■ Extracted entries
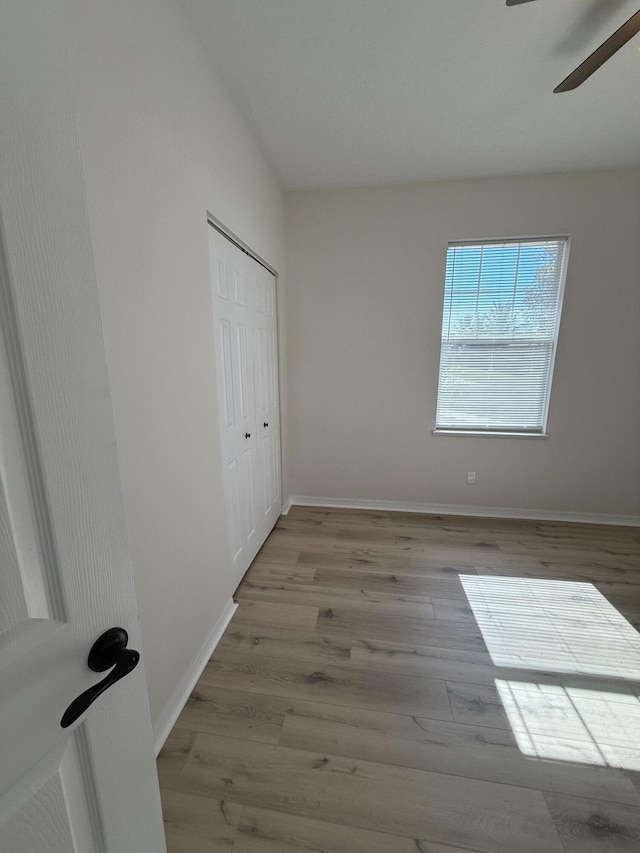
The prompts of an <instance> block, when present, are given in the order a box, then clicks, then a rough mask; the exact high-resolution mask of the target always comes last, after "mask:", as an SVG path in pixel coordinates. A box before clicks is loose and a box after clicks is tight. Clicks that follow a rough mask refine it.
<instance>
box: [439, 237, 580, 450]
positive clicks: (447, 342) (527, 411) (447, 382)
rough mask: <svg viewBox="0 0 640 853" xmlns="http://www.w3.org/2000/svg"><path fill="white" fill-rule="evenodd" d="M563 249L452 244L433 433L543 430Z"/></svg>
mask: <svg viewBox="0 0 640 853" xmlns="http://www.w3.org/2000/svg"><path fill="white" fill-rule="evenodd" d="M567 244H568V239H567V238H566V237H555V238H549V239H523V240H504V241H501V242H498V241H491V242H483V243H479V242H475V243H471V242H460V243H450V244H449V248H448V251H447V267H446V275H445V290H444V312H443V321H442V348H441V352H440V377H439V382H438V409H437V415H436V430H461V431H469V430H472V431H484V432H521V433H543V432H544V431H545V427H546V417H547V409H548V405H549V394H550V391H551V376H552V372H553V360H554V356H555V349H556V341H557V337H558V327H559V322H560V310H561V305H562V294H563V290H564V279H565V270H566V256H567V252H568V247H567Z"/></svg>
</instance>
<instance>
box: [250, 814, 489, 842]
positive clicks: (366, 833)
mask: <svg viewBox="0 0 640 853" xmlns="http://www.w3.org/2000/svg"><path fill="white" fill-rule="evenodd" d="M233 853H474V851H470V850H469V848H467V849H466V850H464V851H463V850H461V848H460V847H450V846H449V845H442V844H434V843H432V842H430V841H426V840H424V839H419V838H408V837H406V836H399V835H388V834H386V833H382V832H372V831H371V830H370V829H362V828H361V827H354V826H345V825H344V824H338V823H327V822H326V821H322V820H314V819H313V818H307V817H298V816H296V815H290V814H283V813H282V812H274V811H270V810H269V809H260V808H252V807H251V806H245V807H244V809H243V810H242V816H241V819H240V827H239V831H238V835H237V837H236V844H235V847H234V848H233Z"/></svg>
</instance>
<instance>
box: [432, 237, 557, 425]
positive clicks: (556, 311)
mask: <svg viewBox="0 0 640 853" xmlns="http://www.w3.org/2000/svg"><path fill="white" fill-rule="evenodd" d="M544 241H558V242H562V243H563V244H564V251H563V257H562V264H561V267H560V269H559V271H558V280H559V293H558V303H557V311H556V316H555V323H554V327H553V337H552V339H551V355H550V359H549V371H548V382H547V393H546V397H545V401H544V408H543V413H542V418H541V427H540V429H539V430H538V429H536V430H509V429H501V428H496V429H491V428H483V427H477V426H472V425H464V426H461V427H460V428H457V427H450V426H438V423H437V417H438V402H439V398H440V377H441V368H442V356H443V349H444V348H443V338H442V326H443V323H444V318H445V311H446V307H447V306H446V287H447V281H446V266H447V258H448V254H449V250H450V249H452V248H455V247H458V246H478V247H482V248H484V247H487V246H495V245H505V244H508V243H514V244H518V243H520V244H522V243H525V244H526V243H536V242H544ZM570 249H571V237H570V235H569V234H545V235H535V236H532V235H527V236H521V237H491V238H480V239H477V238H476V239H463V240H450V241H449V242H448V243H447V249H446V254H445V273H444V276H443V279H444V286H443V289H442V310H441V314H440V318H441V324H440V357H439V360H438V374H437V376H438V378H437V388H436V409H435V424H434V427H433V429H432V430H431V432H432V435H439V436H442V435H444V436H474V437H490V438H496V437H498V438H500V437H501V438H533V439H546V438H549V433H548V431H547V422H548V416H549V405H550V401H551V392H552V388H553V378H554V371H555V361H556V353H557V349H558V340H559V336H560V321H561V318H562V310H563V307H564V295H565V288H566V280H567V270H568V264H569V254H570Z"/></svg>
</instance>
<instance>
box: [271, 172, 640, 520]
mask: <svg viewBox="0 0 640 853" xmlns="http://www.w3.org/2000/svg"><path fill="white" fill-rule="evenodd" d="M286 233H287V280H288V303H287V314H288V328H287V335H288V346H289V365H290V368H289V426H290V431H291V438H290V443H289V451H290V470H291V481H290V488H291V493H292V494H293V495H305V496H328V497H334V498H347V499H349V498H350V499H370V500H386V501H409V502H426V503H431V504H454V505H475V506H483V507H508V508H519V509H543V510H550V511H558V512H584V513H595V514H599V513H606V514H613V515H634V516H639V515H640V248H639V247H640V172H638V171H618V172H609V173H607V172H598V173H595V172H594V173H582V174H565V175H556V176H542V177H516V178H499V179H487V180H476V181H459V182H453V181H449V182H439V183H430V184H410V185H396V186H385V187H377V188H362V189H346V190H335V191H317V192H299V193H289V194H287V195H286ZM552 234H569V235H571V255H570V261H569V272H568V278H567V285H566V294H565V300H564V310H563V316H562V324H561V331H560V339H559V346H558V353H557V358H556V367H555V378H554V383H553V392H552V396H551V406H550V414H549V421H548V431H549V433H550V435H551V437H550V438H548V439H524V438H518V439H515V438H485V437H483V438H473V437H452V438H449V437H442V436H432V435H431V429H432V428H433V426H434V421H435V408H436V394H437V383H438V361H439V347H440V329H441V318H442V299H443V285H444V269H445V255H446V249H447V242H448V241H449V240H454V239H463V238H483V237H486V238H489V237H508V236H526V235H552ZM467 470H472V471H476V472H477V484H476V485H475V486H467V485H466V482H465V475H466V471H467Z"/></svg>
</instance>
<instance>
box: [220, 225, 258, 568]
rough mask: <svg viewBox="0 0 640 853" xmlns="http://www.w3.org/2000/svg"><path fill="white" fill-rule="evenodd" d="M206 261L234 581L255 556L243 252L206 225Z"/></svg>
mask: <svg viewBox="0 0 640 853" xmlns="http://www.w3.org/2000/svg"><path fill="white" fill-rule="evenodd" d="M210 230H211V232H212V234H211V238H210V239H211V242H210V249H211V251H210V263H211V273H212V279H213V282H212V284H213V288H212V290H213V301H214V314H215V334H216V364H217V377H218V407H219V413H220V445H221V453H222V468H223V477H224V491H225V503H226V507H227V534H228V539H229V547H230V551H231V563H232V567H233V574H234V580H237V582H238V583H240V580H241V578H242V575H243V574H244V573H245V571H246V570H247V567H248V566H249V564H250V563H251V560H253V558H254V557H255V555H256V553H257V552H258V549H259V547H260V545H261V544H262V543H261V542H259V539H258V536H259V534H258V529H257V518H256V505H257V495H256V489H257V488H258V487H259V483H257V482H256V468H257V465H258V463H257V460H256V447H257V443H258V439H257V435H256V420H255V395H254V390H253V389H254V368H253V328H252V324H251V314H252V313H253V312H252V310H251V307H250V302H251V299H252V296H253V293H252V288H251V287H250V282H249V281H248V280H247V278H248V277H247V273H246V268H245V262H244V258H245V256H244V255H243V254H242V253H241V252H239V250H237V249H236V248H235V247H234V246H233V245H232V244H231V243H230V242H229V241H228V240H226V239H225V238H224V237H222V236H221V235H220V234H218V232H217V231H214V229H213V228H211V229H210Z"/></svg>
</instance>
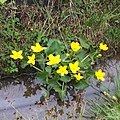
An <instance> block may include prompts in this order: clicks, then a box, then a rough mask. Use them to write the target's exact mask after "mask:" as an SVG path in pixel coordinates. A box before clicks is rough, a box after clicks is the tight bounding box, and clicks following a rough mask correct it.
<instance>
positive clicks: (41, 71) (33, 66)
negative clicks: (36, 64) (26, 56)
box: [33, 66, 42, 72]
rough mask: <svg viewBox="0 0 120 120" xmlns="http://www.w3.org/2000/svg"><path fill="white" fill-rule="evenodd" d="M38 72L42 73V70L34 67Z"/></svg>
mask: <svg viewBox="0 0 120 120" xmlns="http://www.w3.org/2000/svg"><path fill="white" fill-rule="evenodd" d="M33 67H34V68H35V69H36V70H38V71H40V72H42V70H40V69H39V68H37V67H36V66H33Z"/></svg>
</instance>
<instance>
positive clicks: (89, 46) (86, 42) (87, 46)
mask: <svg viewBox="0 0 120 120" xmlns="http://www.w3.org/2000/svg"><path fill="white" fill-rule="evenodd" d="M80 44H81V46H82V47H84V48H86V49H89V47H90V45H89V43H88V40H87V39H85V38H80Z"/></svg>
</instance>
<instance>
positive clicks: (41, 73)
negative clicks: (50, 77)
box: [36, 71, 49, 84]
mask: <svg viewBox="0 0 120 120" xmlns="http://www.w3.org/2000/svg"><path fill="white" fill-rule="evenodd" d="M48 76H49V73H48V72H46V71H43V72H39V73H38V74H37V76H36V78H37V80H39V81H40V82H42V83H44V84H46V83H48V82H47V81H48Z"/></svg>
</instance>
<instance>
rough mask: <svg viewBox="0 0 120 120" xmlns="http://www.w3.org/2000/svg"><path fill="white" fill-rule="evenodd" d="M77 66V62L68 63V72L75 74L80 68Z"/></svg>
mask: <svg viewBox="0 0 120 120" xmlns="http://www.w3.org/2000/svg"><path fill="white" fill-rule="evenodd" d="M78 65H79V62H78V61H76V62H75V63H69V67H70V70H71V71H72V73H76V72H77V71H78V70H79V69H80V67H78Z"/></svg>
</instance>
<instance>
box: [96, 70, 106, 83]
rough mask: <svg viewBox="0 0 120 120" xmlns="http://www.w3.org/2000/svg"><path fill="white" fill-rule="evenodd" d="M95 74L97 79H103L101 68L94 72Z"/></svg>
mask: <svg viewBox="0 0 120 120" xmlns="http://www.w3.org/2000/svg"><path fill="white" fill-rule="evenodd" d="M95 75H96V77H97V79H98V80H101V81H104V80H105V78H104V76H105V72H102V70H101V69H99V70H98V71H97V72H95Z"/></svg>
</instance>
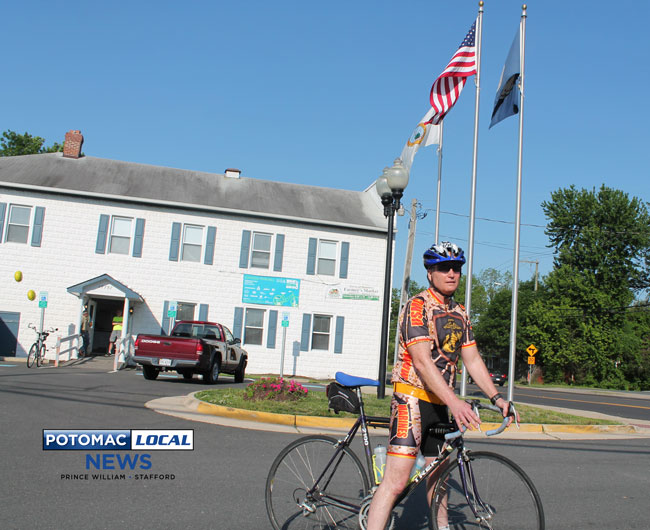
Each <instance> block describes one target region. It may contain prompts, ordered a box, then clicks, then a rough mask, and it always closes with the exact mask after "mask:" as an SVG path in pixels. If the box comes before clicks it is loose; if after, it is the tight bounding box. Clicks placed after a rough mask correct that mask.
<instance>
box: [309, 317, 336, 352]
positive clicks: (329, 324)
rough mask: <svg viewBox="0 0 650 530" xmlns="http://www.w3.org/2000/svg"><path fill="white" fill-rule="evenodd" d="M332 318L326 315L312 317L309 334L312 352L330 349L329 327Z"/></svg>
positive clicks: (329, 335)
mask: <svg viewBox="0 0 650 530" xmlns="http://www.w3.org/2000/svg"><path fill="white" fill-rule="evenodd" d="M331 322H332V317H331V316H327V315H314V325H313V328H312V333H311V349H312V350H329V349H330V325H331Z"/></svg>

■ Required work
Although the records above contain pictures, the copy should hold only the lines from their start through the line containing "positive clicks: (447, 342)", each exactly as written, and none of the pictures.

■ Output of the task
The prompts of an <instance> block, when present, are given in the order a box, then clicks, then a rough mask; the exact high-resolution mask of the target always comes last, after "mask:", as an SVG path in pixel coordinates. A box before clicks is loose and a box after clicks is tight. Clicks that follow a rough mask refine it.
<instance>
box: [439, 237, 580, 450]
positive clicks: (447, 342) (527, 411) (447, 382)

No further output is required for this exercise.